- Directions:
Please update every entry below by replacing "pointer" with "cursor", leaving everything else unchanged. Give back the revised entries without the pictures.

##########

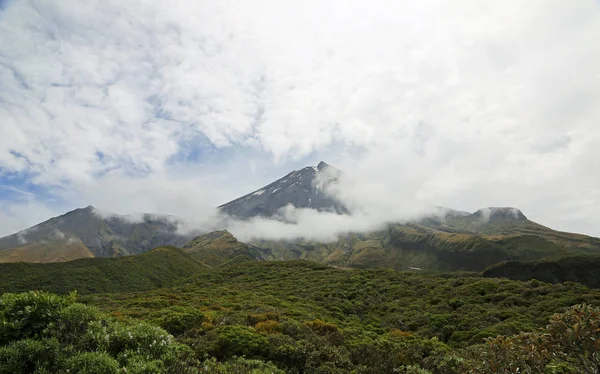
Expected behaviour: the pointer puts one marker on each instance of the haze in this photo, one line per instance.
(177, 107)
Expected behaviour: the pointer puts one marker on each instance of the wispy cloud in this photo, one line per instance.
(178, 106)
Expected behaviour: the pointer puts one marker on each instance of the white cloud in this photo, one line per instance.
(465, 105)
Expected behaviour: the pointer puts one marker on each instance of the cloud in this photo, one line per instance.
(461, 105)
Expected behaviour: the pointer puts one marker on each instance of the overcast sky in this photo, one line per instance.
(178, 106)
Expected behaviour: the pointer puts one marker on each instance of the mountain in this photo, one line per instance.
(220, 248)
(445, 240)
(156, 268)
(84, 233)
(302, 188)
(449, 241)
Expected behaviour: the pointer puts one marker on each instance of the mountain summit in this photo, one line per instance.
(304, 188)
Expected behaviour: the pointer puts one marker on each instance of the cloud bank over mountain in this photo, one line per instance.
(177, 107)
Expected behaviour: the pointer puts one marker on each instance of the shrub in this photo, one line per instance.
(91, 363)
(28, 356)
(177, 320)
(239, 341)
(239, 365)
(27, 314)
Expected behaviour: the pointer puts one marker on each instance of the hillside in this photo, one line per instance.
(157, 268)
(449, 243)
(84, 233)
(581, 269)
(219, 248)
(311, 318)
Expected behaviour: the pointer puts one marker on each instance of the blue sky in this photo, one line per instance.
(176, 107)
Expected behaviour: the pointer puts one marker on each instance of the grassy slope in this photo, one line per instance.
(153, 269)
(582, 269)
(459, 309)
(455, 244)
(219, 248)
(47, 251)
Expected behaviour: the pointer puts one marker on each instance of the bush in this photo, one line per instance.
(239, 365)
(239, 341)
(26, 315)
(28, 356)
(91, 363)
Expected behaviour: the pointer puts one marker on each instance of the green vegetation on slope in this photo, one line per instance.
(219, 248)
(304, 317)
(581, 269)
(147, 271)
(436, 246)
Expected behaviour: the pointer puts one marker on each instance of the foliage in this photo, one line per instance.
(46, 333)
(157, 268)
(302, 317)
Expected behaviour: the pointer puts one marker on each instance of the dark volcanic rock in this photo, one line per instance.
(303, 188)
(104, 236)
(500, 214)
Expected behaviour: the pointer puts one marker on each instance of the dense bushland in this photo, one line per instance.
(300, 317)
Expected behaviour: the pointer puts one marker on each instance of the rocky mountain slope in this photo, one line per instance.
(302, 188)
(449, 241)
(85, 233)
(445, 240)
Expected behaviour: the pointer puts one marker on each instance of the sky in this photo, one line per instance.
(178, 106)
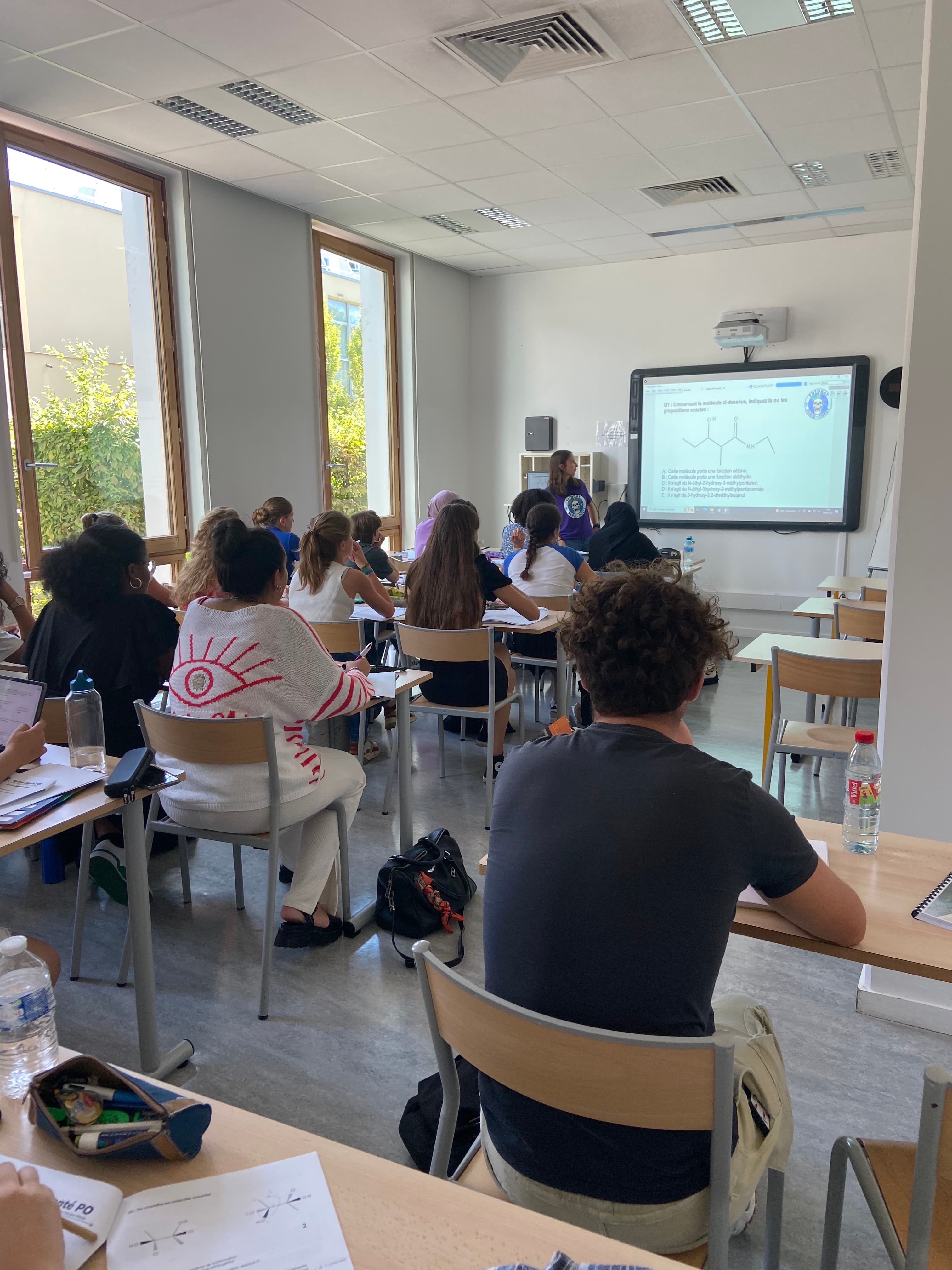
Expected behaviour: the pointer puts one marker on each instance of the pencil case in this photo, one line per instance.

##########

- Solution:
Expected behaviour: the cursor puts one marker on each instance of the haze in this photo, one line per instance.
(177, 107)
Expected behaviour: the cursor puts one marker on each instance of the wispy cloud in this photo, one line per instance.
(178, 106)
Expected behaviour: the cursor puts one marker on each instance of the white cloud in this photo, one line per instance.
(465, 105)
Expected behaviour: the cursor puts one marker on each instance of the cloud in this photo, one line per instance.
(461, 105)
Expected behaviour: the cursor puts one marker on each instance of the overcast sky in this photo, one line per instance.
(178, 106)
Expected behaviour: the cursor puts one marker on each instance of the mountain in this photo, one line per instance.
(220, 248)
(445, 240)
(156, 268)
(84, 233)
(302, 188)
(449, 241)
Expected behaviour: the cursor puts one marker on each instance of the mountain summit in this photo, one line per instance.
(304, 188)
Expected behaviour: the cursor puts one marker on each instance of the cloud bank over mountain in this photo, one line per instance.
(177, 107)
Expected behaviour: the cursor puts one marker on each instance of the shrub in this photo, one line per instance.
(91, 363)
(28, 356)
(177, 320)
(239, 341)
(239, 365)
(27, 314)
Expected behaviour: the cursor puts one marker on each instance of the hillside in this photo, one line per instance.
(157, 268)
(449, 243)
(84, 233)
(581, 269)
(219, 248)
(311, 318)
Expected behaviour: the cursor puts one marker on each instance of the blue sky in this photo, one line per instance.
(176, 107)
Expected behaviour: the cursor puts one marker on each instance of the grassy slope in this photo, one line per instance.
(153, 269)
(582, 269)
(459, 309)
(455, 244)
(219, 248)
(47, 251)
Expected behaviour: the cursor puts one marker on each instance of the bush in this photo, one line per instance.
(239, 365)
(239, 341)
(26, 315)
(28, 356)
(91, 363)
Expected behaviour: the cursor puts one marker on each instance of the green vegetation on slope in this photo, one line per instance.
(219, 248)
(304, 317)
(581, 269)
(147, 271)
(436, 246)
Expected behaviour: the cursor puts one marker on each instance of the foliage in this photo, one line per instance.
(46, 333)
(157, 268)
(302, 317)
Expected behaviour: the cursor puts one marker on each instance of the dark volcanic rock in this photo, one line per instance.
(303, 188)
(104, 236)
(500, 214)
Expected behaviour: the cursor puts one marker on each instance of the dense bushland in this photo, one line per instance.
(300, 317)
Expected behaviour: the cursor puts one marker on each instance of the rocky mountain slope in this photo, one line per instance.
(302, 188)
(449, 241)
(85, 233)
(445, 240)
Expected behaviour: the cursor puts one marker on each instance of the sky in this photo, one line per instance.
(178, 106)
Expected behaviour: the cursor puts one marker on each instance of the pencil case in this photo, one line per instance.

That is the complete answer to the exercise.